▶ _Study text_:
Scott LeDoux, a former heavyweight contender who took on Larry Holmes, George Foreman and Ken Norton and twice fought for the title, has died. He was 62.

He died Thursday at his home in the Minneapolis suburb of Coon Rapids after a nearly three-year battle with Lou Gehrig's disease, longtime friend and attorney Bob Dolan told The Associated Press on Friday.

Nicknamed "The Fighting Frenchman," LeDoux was the son of a miner in the northern Minnesota town of Crosby who went on to fight professionally from 1974 to 1983. He had a record of 33-13-4 record, with 22 knockouts.

He earned a draw with Norton and Leon Spinks and lost a title fight to Holmes by technical knockout in 1980 at the Met Center, the arena that was once home to the Minnesota North Stars. He fought Muhammad Ali in a five-round exhibition.

Stored items:
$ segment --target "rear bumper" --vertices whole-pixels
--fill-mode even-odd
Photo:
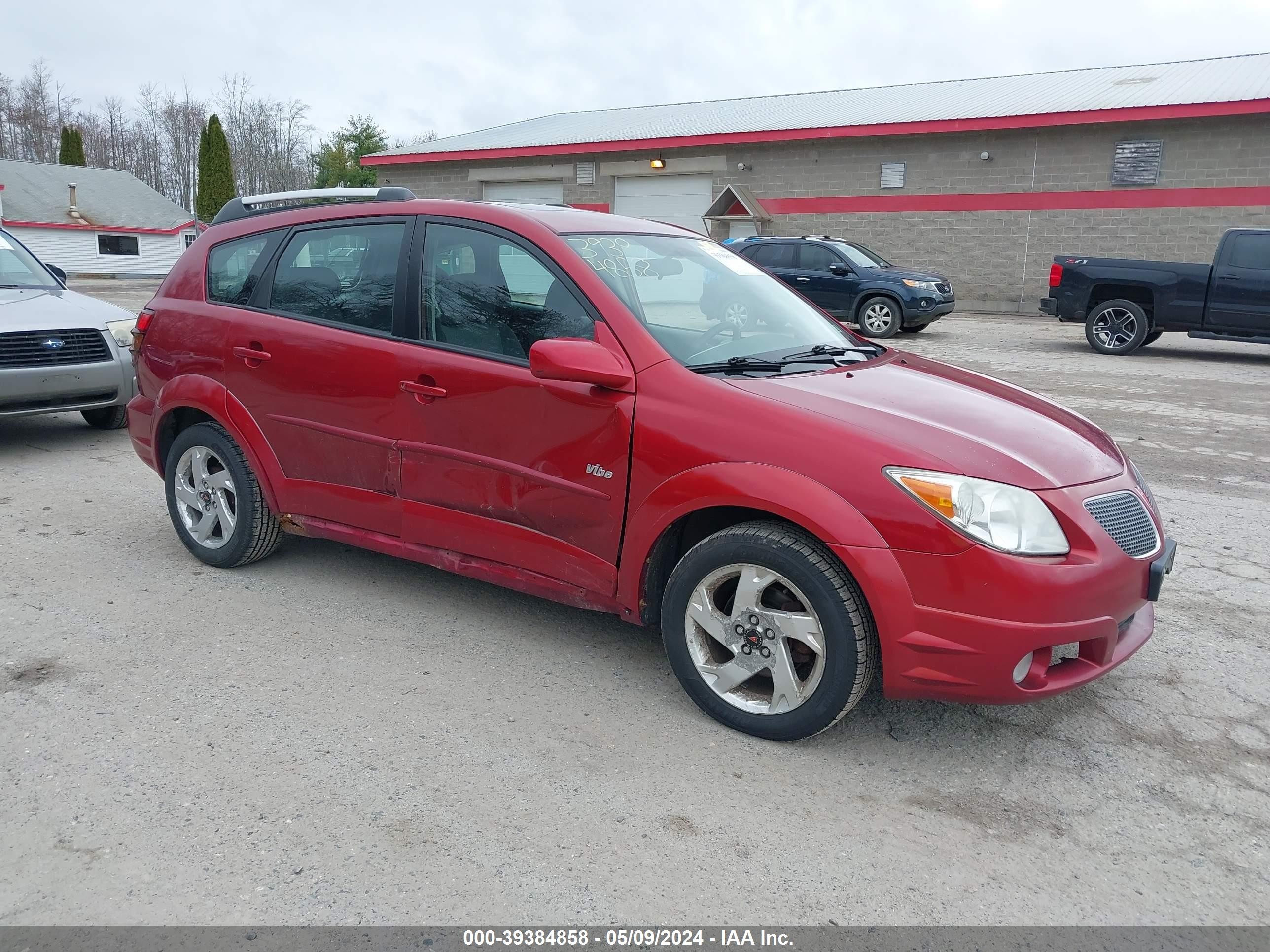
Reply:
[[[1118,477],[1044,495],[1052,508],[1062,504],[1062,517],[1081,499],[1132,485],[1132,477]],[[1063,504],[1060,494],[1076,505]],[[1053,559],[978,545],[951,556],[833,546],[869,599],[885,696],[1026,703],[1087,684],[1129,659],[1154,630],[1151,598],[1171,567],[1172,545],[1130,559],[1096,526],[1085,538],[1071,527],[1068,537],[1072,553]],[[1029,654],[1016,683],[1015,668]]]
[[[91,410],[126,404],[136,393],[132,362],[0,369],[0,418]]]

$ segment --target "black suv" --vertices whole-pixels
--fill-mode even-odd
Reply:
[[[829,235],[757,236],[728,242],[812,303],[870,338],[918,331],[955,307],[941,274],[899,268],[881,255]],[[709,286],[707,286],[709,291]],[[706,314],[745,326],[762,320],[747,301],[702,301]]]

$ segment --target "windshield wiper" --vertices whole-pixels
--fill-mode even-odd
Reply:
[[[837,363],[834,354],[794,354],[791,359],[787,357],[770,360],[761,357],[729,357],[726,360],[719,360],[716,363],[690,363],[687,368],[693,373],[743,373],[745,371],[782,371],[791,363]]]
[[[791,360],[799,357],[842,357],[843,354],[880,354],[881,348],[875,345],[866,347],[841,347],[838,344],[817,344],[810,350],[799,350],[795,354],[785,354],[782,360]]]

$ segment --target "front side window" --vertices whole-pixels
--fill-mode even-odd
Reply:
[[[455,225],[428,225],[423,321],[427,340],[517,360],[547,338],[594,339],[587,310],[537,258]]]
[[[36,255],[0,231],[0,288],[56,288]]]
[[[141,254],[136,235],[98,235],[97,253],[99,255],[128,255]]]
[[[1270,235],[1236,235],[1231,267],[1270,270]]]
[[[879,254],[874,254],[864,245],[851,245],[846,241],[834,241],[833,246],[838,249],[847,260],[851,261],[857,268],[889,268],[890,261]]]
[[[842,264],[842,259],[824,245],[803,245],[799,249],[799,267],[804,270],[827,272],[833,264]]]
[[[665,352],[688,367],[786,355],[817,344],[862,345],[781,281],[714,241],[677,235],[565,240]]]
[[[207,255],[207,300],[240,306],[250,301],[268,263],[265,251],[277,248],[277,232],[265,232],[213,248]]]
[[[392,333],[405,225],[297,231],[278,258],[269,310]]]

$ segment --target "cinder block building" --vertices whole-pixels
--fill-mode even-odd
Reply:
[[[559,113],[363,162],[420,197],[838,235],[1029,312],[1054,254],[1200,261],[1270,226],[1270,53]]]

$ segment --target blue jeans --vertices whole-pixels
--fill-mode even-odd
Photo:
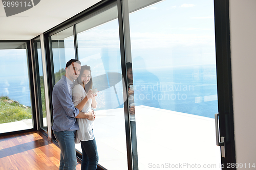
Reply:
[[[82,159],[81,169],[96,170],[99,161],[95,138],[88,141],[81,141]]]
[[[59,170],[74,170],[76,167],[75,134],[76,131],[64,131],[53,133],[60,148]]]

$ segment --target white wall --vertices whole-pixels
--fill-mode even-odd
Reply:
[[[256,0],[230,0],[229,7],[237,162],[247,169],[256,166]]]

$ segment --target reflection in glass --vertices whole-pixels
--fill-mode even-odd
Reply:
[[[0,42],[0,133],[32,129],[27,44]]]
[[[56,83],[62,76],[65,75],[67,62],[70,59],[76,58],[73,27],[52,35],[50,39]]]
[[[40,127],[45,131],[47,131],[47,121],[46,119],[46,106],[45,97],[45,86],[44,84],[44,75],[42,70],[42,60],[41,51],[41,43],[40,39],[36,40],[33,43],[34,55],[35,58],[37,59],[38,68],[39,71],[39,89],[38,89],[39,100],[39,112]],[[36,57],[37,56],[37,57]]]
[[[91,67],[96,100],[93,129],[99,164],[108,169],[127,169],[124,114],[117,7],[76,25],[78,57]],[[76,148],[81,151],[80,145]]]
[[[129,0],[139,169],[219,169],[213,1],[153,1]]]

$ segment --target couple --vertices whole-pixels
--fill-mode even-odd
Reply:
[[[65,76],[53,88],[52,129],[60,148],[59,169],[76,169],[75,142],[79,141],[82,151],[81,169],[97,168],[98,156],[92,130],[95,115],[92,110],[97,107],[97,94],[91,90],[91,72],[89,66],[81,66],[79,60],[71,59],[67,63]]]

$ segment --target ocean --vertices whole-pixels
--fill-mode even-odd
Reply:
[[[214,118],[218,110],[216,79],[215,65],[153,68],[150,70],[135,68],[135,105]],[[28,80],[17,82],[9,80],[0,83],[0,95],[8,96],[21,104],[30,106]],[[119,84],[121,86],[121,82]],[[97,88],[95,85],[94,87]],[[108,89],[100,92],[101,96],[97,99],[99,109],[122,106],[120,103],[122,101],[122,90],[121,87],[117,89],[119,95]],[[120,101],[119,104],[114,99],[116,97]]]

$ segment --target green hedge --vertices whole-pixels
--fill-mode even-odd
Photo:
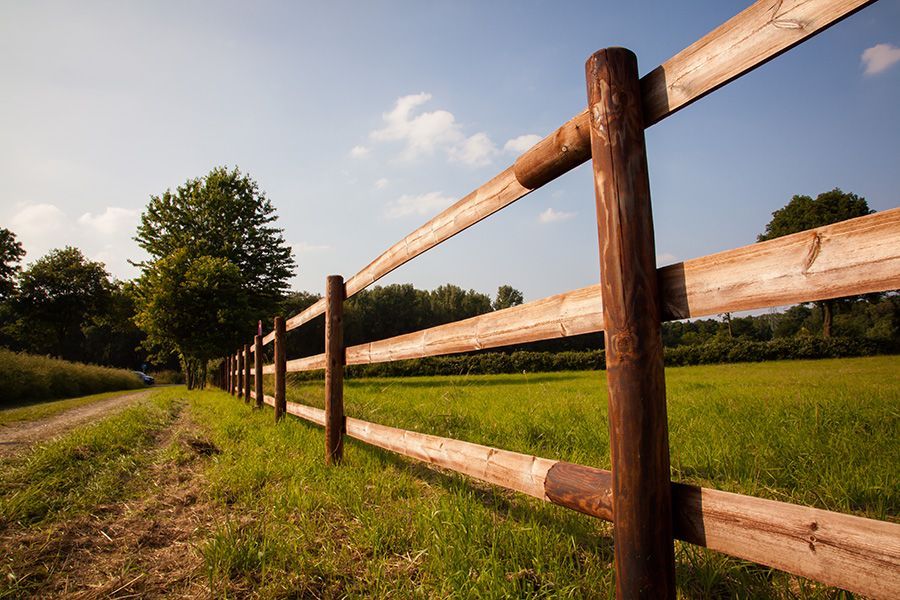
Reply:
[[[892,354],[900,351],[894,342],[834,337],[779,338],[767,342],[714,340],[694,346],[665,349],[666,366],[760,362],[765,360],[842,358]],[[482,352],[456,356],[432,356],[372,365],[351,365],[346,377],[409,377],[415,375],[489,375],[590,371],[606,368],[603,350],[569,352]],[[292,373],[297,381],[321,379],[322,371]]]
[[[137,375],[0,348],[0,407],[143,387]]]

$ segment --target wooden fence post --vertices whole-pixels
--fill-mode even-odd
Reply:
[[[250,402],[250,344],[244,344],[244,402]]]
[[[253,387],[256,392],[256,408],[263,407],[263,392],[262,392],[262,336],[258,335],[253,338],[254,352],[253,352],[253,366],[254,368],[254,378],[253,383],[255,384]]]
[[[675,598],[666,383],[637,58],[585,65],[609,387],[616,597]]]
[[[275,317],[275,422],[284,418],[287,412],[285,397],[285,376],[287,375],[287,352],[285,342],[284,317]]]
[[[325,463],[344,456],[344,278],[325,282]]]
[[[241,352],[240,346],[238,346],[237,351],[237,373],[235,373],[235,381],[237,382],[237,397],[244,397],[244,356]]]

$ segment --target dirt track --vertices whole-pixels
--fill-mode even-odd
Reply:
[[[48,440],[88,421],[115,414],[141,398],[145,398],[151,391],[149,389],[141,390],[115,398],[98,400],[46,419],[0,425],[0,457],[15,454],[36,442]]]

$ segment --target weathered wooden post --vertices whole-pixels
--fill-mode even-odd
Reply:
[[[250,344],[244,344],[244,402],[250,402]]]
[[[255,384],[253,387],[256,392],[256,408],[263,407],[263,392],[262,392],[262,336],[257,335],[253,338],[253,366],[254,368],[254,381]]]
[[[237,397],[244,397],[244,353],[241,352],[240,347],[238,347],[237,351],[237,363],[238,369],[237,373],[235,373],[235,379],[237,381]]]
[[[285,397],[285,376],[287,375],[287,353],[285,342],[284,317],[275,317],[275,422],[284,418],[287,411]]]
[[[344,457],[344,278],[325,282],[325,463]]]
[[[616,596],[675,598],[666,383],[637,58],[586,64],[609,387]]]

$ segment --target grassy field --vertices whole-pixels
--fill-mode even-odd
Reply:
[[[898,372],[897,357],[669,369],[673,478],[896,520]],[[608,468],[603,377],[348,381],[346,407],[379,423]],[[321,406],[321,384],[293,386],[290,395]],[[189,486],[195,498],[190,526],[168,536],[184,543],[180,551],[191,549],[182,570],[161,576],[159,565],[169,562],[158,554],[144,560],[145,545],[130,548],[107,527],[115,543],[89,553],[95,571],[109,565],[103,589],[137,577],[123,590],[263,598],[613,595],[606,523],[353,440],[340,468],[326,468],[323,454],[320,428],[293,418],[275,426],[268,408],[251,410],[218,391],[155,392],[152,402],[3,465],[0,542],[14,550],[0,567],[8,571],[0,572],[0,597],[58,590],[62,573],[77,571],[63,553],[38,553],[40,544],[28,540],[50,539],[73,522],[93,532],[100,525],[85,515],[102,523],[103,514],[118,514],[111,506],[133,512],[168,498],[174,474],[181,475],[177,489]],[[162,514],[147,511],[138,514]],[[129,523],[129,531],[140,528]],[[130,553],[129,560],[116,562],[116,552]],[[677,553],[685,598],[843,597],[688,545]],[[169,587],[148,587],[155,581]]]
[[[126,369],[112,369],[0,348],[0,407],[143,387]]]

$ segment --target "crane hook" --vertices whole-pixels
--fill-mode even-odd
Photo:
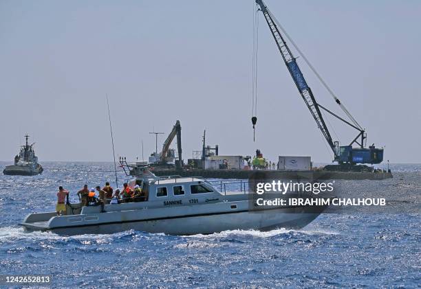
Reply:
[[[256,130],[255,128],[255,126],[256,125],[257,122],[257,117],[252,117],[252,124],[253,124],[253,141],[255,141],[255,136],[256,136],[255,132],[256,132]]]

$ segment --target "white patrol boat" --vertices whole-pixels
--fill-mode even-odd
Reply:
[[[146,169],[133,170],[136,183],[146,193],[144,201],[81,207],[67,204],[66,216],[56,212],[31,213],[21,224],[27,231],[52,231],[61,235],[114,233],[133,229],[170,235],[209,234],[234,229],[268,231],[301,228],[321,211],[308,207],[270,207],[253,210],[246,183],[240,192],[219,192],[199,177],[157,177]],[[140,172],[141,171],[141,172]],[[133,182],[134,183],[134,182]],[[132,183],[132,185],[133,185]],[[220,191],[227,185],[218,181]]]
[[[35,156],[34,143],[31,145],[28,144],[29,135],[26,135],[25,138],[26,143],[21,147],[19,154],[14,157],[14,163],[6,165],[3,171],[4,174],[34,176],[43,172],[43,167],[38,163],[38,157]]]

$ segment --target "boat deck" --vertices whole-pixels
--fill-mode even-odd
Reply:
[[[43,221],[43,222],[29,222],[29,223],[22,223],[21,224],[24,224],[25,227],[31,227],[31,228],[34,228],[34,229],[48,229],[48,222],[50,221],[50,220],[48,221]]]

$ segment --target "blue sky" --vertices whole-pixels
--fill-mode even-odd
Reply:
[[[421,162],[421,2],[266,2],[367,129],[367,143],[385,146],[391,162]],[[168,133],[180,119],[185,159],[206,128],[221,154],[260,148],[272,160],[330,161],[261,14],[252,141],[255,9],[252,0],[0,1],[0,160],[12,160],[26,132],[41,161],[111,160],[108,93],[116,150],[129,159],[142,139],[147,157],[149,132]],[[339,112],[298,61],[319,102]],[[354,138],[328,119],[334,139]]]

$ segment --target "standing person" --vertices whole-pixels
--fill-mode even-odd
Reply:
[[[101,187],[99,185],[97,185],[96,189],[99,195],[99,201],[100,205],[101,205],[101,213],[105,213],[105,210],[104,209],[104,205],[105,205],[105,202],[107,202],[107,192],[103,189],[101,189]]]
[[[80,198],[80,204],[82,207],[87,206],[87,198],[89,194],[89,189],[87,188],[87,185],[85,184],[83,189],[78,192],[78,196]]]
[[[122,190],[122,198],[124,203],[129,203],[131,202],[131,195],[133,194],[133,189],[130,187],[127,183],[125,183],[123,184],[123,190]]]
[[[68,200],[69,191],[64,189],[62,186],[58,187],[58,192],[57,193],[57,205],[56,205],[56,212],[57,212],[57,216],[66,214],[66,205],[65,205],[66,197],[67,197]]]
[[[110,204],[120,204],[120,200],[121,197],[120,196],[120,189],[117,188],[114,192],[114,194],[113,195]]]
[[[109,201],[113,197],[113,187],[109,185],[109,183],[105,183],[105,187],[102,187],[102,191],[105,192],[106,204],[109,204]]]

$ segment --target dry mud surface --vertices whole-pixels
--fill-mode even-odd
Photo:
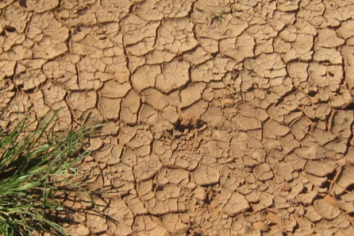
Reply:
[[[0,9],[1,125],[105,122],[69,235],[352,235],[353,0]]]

▶ _What you are asked to do_: Pick up the report on Scott LeDoux's death after its final sentence and carry it forward.

▶ _Answer to the exercise_:
LeDoux developed a reputation as a fun-loving fighter, who once accidentally knocked off Howard Cosell's toupee while the sportscaster won doing a ringside interview with Johnny Boudreaux after a bout LeDoux believed he should have won.

He entered the political arena after leaving boxing. He was an Anoka County commissioner until resigning a year ago because of declining health. His wife was elected to fill his seat.

"He was a big man with a gentle spirit," said Anoka County board of commissioners chair Rhonda Sivarajah. "I can only imagine the sadness at losing someone so special after such a valiant battle."

LeDoux was a two-time Upper Midwest Golden Gloves champion and played college football at Minnesota Duluth.